◆ **Texto de lectura**
☆ ☆ ☆ ☆
Divergencias tan fuertes vienen a ser la misma cosa: la necesidad de contar la vida, de escribir la muerte, incluso la propia. La sabiduría de que el conocimiento del hombre está ahí, en la narración interna o externa de lo que pasa y de lo que le pasa. El corresponsal de guerra, cuando madura de metralla, como Julio Fuentes, sabe que se ha situado a un nivel vital muy alto, que está viviendo de una droga muy fuerte y ya nunca podría descender a la complacida crónica de sociedad o al marujeo político, que los políticos son todos unas marujas.

He amado y admirado siempre esa manera de escribir de lo que pasa, cuando lo que pasa son las tormentas de acero, y ahora lamento que mi spleen crónico me haya alejado siempre de tan bella manera de trabajar, haciendo sonar en el aristón del propio ordenador o de la propia voz el ruido de la guerra y la música de los motores. Lo que pasa es que estos chicos tan aventureros y tan encurtidos de fuego, luego, cuando vuelven a la redacción son unos tipos pacíficos, amables, suaves, que te cuentan la última guerra como si fuese el partido del domingo.
☆ ☆ ☆ ☆
◆ **Enunciado**
Sigue escribiendo el texto sobre los corresponsales de guerra a partir de su última oración.

◆ **Datos de etiquetado de regiones**
☆ ☆ ☆ ☆
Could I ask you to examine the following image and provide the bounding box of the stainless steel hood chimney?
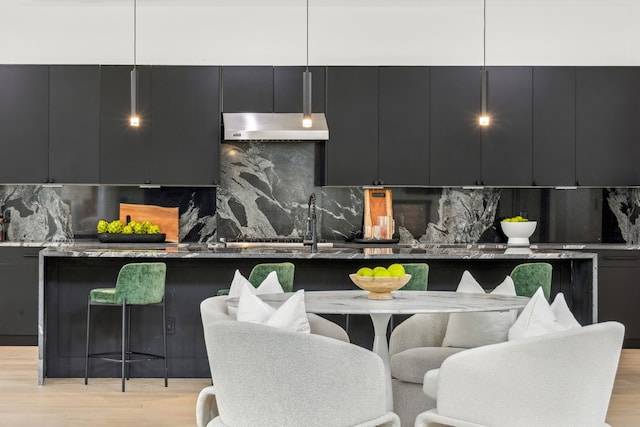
[222,113,329,141]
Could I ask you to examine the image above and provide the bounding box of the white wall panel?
[0,0,640,65]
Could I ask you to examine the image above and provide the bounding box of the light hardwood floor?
[0,347,640,427]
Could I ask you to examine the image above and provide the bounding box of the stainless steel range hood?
[222,113,329,141]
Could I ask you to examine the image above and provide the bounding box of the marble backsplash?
[0,142,640,244]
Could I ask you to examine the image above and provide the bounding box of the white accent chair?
[389,313,466,427]
[196,320,400,427]
[415,322,624,427]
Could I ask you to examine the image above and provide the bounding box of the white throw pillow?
[229,270,284,298]
[509,288,580,341]
[442,271,517,348]
[551,292,582,329]
[237,284,311,333]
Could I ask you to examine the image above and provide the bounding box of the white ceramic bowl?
[349,274,411,299]
[500,221,538,246]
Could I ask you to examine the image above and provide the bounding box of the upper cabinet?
[0,65,49,183]
[48,65,100,184]
[100,66,220,185]
[147,66,221,185]
[327,67,378,185]
[378,67,429,185]
[429,67,482,186]
[478,67,533,186]
[576,67,640,186]
[533,67,576,186]
[222,66,274,113]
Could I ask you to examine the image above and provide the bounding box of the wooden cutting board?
[120,203,179,243]
[364,188,393,239]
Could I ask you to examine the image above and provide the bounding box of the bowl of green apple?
[349,264,411,300]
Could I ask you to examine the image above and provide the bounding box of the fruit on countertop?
[356,267,373,277]
[98,219,109,233]
[97,219,160,234]
[502,215,529,222]
[356,263,405,277]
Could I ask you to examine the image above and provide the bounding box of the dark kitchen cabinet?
[273,67,325,113]
[47,65,100,184]
[222,66,274,113]
[429,67,482,186]
[0,247,41,345]
[326,67,379,185]
[598,250,640,348]
[0,65,49,184]
[481,67,533,186]
[151,66,221,185]
[576,67,640,186]
[533,67,576,186]
[378,67,429,185]
[100,65,151,184]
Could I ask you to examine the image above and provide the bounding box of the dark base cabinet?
[41,255,593,378]
[598,251,640,348]
[0,247,41,345]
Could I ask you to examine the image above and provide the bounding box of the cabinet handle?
[602,255,640,261]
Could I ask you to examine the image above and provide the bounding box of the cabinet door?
[429,67,481,187]
[273,67,325,113]
[222,66,274,113]
[327,67,378,185]
[0,247,41,345]
[533,67,576,185]
[49,65,100,184]
[0,65,49,183]
[100,65,151,184]
[598,251,640,348]
[148,66,221,185]
[482,67,533,186]
[576,67,640,186]
[378,67,429,185]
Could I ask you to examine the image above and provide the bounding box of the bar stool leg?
[121,299,127,393]
[162,299,169,387]
[84,296,91,385]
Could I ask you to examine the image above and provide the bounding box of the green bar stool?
[84,262,168,392]
[217,262,296,296]
[510,262,553,301]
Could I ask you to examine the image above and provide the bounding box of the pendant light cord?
[482,0,487,70]
[306,0,309,71]
[133,0,138,70]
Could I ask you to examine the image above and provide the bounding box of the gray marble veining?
[227,290,529,314]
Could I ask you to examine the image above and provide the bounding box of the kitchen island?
[38,244,597,384]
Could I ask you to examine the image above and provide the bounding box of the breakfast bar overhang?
[38,244,598,384]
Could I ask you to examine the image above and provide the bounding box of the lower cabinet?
[0,247,42,345]
[598,251,640,348]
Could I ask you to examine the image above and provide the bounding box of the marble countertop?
[0,239,640,251]
[41,244,597,260]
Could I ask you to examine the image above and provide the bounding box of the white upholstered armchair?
[196,320,400,427]
[415,322,624,427]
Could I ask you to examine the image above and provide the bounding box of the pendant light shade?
[129,67,140,127]
[479,68,491,126]
[478,0,491,126]
[302,0,313,128]
[129,0,140,127]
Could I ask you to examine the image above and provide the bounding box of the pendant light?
[479,0,491,126]
[129,0,140,127]
[302,0,313,128]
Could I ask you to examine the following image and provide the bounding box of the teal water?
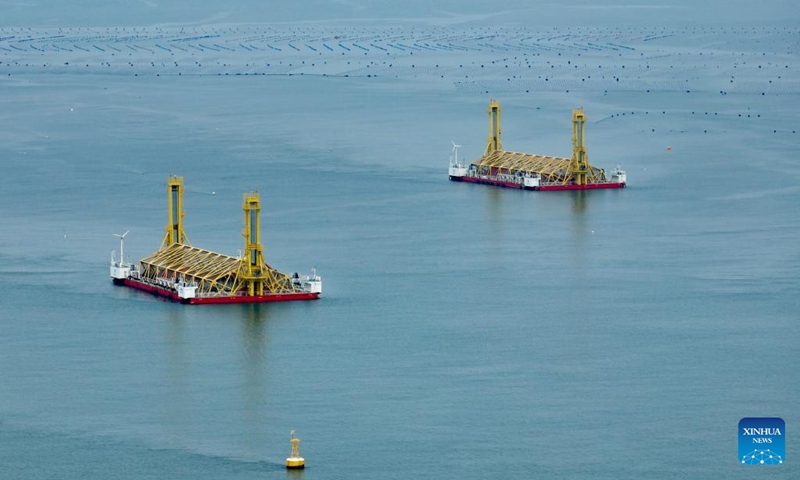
[0,18,800,480]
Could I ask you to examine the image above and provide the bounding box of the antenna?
[113,230,130,267]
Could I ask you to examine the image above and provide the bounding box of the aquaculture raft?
[110,176,322,304]
[448,100,627,190]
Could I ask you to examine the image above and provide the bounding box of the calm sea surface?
[0,16,800,480]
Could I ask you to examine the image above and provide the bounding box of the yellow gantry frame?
[471,100,606,185]
[569,109,590,185]
[484,99,503,155]
[140,176,296,296]
[160,175,191,248]
[236,192,294,295]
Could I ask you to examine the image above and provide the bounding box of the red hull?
[450,177,625,191]
[114,279,319,305]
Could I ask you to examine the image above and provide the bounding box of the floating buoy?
[286,430,306,468]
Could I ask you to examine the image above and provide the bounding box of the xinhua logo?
[739,417,786,465]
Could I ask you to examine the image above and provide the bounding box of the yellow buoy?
[286,430,306,468]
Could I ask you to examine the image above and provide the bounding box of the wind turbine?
[113,230,130,267]
[450,140,461,165]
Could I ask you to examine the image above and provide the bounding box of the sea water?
[0,2,800,479]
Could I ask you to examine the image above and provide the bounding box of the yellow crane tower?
[234,192,292,296]
[569,108,591,185]
[159,175,191,250]
[483,99,503,155]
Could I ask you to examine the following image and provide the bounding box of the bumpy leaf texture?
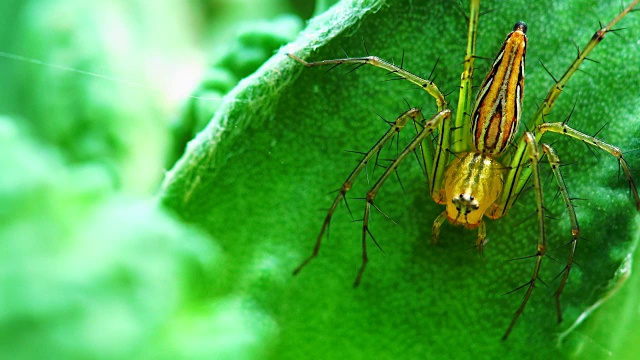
[162,1,640,359]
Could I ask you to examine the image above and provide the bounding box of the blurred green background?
[0,0,640,359]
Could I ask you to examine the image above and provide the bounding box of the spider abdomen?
[444,152,505,229]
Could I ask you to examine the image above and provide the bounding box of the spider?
[288,0,640,340]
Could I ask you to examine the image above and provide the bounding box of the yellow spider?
[289,0,640,339]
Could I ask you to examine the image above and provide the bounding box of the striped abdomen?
[471,22,527,156]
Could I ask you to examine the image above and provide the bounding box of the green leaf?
[161,0,640,359]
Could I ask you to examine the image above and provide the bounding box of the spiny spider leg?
[500,0,640,217]
[502,132,547,340]
[353,109,451,287]
[537,122,640,210]
[541,144,580,322]
[293,108,430,275]
[287,54,447,111]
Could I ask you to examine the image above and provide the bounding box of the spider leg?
[537,123,640,210]
[287,54,447,111]
[353,109,451,287]
[452,0,480,153]
[495,0,640,217]
[541,144,580,322]
[293,108,430,275]
[502,132,547,340]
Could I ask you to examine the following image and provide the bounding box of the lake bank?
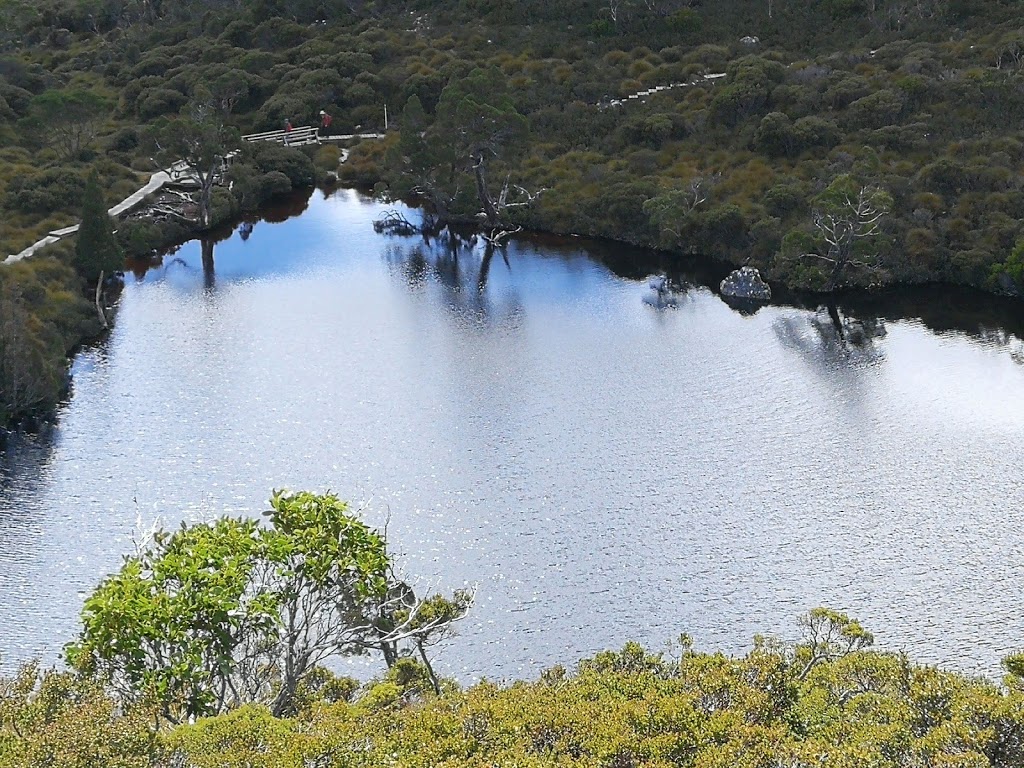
[0,190,1024,680]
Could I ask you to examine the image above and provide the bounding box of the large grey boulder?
[719,266,771,301]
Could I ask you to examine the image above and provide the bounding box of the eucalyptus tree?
[147,88,241,229]
[67,493,468,723]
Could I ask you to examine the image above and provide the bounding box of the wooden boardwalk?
[0,131,384,264]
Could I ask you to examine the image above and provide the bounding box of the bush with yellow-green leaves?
[0,608,1024,768]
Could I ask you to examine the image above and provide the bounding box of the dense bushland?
[6,608,1024,768]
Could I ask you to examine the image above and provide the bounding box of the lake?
[0,190,1024,681]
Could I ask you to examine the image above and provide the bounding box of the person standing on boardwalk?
[316,110,331,138]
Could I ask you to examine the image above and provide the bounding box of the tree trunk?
[473,154,498,226]
[95,269,110,331]
[416,640,441,696]
[200,238,217,291]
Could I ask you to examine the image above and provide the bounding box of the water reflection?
[0,190,1024,680]
[772,304,886,369]
[383,229,522,321]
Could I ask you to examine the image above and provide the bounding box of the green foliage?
[75,172,124,283]
[67,493,388,722]
[0,665,159,768]
[140,608,1024,768]
[26,88,110,159]
[245,143,316,189]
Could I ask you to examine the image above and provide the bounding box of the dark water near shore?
[0,191,1024,680]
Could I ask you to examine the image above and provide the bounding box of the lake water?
[0,190,1024,681]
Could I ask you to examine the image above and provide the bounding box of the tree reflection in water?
[772,304,886,371]
[384,229,522,319]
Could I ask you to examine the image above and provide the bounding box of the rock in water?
[719,266,771,301]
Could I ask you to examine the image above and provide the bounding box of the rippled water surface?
[0,191,1024,680]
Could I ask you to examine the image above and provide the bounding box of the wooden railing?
[242,125,319,145]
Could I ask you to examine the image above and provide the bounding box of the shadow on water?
[126,189,311,280]
[384,231,522,321]
[772,304,887,372]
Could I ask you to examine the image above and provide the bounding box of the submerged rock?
[719,266,771,301]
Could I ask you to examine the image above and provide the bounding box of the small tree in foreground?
[75,171,124,283]
[805,175,893,293]
[67,493,469,723]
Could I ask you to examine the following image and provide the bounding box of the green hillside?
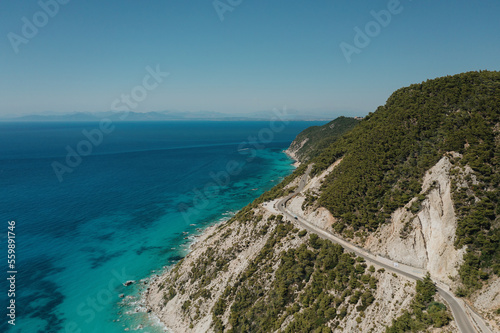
[290,117,360,162]
[313,72,500,293]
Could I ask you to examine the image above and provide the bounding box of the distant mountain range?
[0,111,338,122]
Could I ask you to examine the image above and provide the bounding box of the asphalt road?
[275,165,491,333]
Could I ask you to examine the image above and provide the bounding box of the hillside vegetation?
[302,72,500,295]
[289,117,360,162]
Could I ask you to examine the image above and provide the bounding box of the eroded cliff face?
[146,203,456,333]
[146,210,278,333]
[364,157,466,286]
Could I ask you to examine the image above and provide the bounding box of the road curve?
[275,165,491,333]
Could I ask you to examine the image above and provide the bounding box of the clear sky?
[0,0,500,115]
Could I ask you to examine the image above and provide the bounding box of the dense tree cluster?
[290,117,359,162]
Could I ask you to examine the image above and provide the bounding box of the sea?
[0,121,325,333]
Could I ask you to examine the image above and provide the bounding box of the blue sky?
[0,0,500,115]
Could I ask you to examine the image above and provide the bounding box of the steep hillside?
[146,72,500,333]
[313,72,500,295]
[287,117,360,162]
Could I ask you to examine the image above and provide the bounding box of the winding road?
[275,165,492,333]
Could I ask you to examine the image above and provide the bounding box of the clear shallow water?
[0,122,323,333]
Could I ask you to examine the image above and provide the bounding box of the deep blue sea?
[0,122,324,333]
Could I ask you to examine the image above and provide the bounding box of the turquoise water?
[0,122,322,333]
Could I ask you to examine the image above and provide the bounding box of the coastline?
[138,151,301,333]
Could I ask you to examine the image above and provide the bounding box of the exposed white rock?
[365,157,466,285]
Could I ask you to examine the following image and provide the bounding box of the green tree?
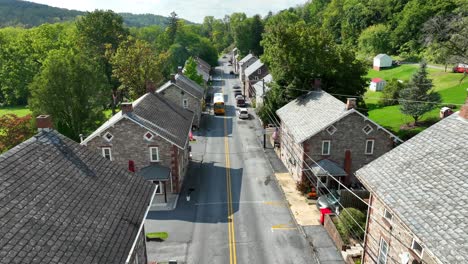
[110,37,162,100]
[184,57,203,87]
[380,79,405,106]
[358,24,391,57]
[29,48,108,140]
[399,62,441,124]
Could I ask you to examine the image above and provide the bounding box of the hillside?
[0,0,191,28]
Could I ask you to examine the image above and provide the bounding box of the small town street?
[145,56,318,263]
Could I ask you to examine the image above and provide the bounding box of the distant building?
[374,54,392,71]
[369,78,387,92]
[0,116,157,264]
[356,100,468,264]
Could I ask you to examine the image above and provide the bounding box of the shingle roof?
[310,159,348,176]
[245,60,263,77]
[356,113,468,263]
[0,130,154,263]
[156,74,204,100]
[276,91,346,143]
[82,93,194,149]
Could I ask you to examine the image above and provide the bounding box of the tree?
[358,24,391,57]
[110,37,162,100]
[29,48,108,140]
[380,79,405,106]
[0,114,34,153]
[398,62,441,124]
[184,57,203,87]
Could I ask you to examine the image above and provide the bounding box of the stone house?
[243,60,268,98]
[238,53,258,83]
[156,72,205,128]
[0,115,157,264]
[276,90,401,189]
[81,87,194,195]
[356,100,468,264]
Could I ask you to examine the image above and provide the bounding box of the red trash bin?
[320,208,332,225]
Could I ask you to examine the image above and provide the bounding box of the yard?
[365,65,468,139]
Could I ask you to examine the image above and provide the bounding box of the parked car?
[238,108,249,119]
[317,190,340,213]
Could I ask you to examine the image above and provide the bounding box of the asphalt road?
[145,59,317,264]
☆ ☆ ☆ ☆
◆ **Resultado**
Había en Julio Fuentes el residuo adolescente, aventurero, que a todos nos queda del cine y de los tebeos, pero que ellos subliman y hacen urgentemente real en su trabajo periodístico. De modo que son unos soldados doblados de escritores y unos periodistas doblados de mártires. Aquí en el periódico tenemos a Alfonso Rojo, Julio Fuentes y otros cuantos. Ellos viven y trabajan en la situación límite del periodismo, cuando la bomba es una bomba antes de ser noticia. Nosotros la recibimos ya como noticia, o sea desactivada, y por eso ignoraremos siempre el heroísmo informativo del corresponsal. La televisión pareció que iba a acabar con los enviados especiales, pero la televisión es un medio frío que sólo nos da los colores y colorines de la guerra. Es en la palabra urgente y precisa, inmediata y peligrosa, del corresponsal donde la guerra vibra y arde con toda su fuerza de elemento natural, pues la guerra no es sino un volcán hecho de hombres. Julio Fuentes era de los que no se conformaban con la imagen, sino que necesitaba las mil palabras escritas sobre un zurrón de campaña o sobre la espalda de un colega caído y desconocido. A Julio Fuentes le han cogido porque iba en primera línea. No era un hombre para quedarse en el hotel esperando las noticias de la tele. El periodismo de guerra, esa última épica de nuestro tiempo, llega hoy a su éxtasis y nos cambia el corazón de sitio con la muerte de Julio Fuentes.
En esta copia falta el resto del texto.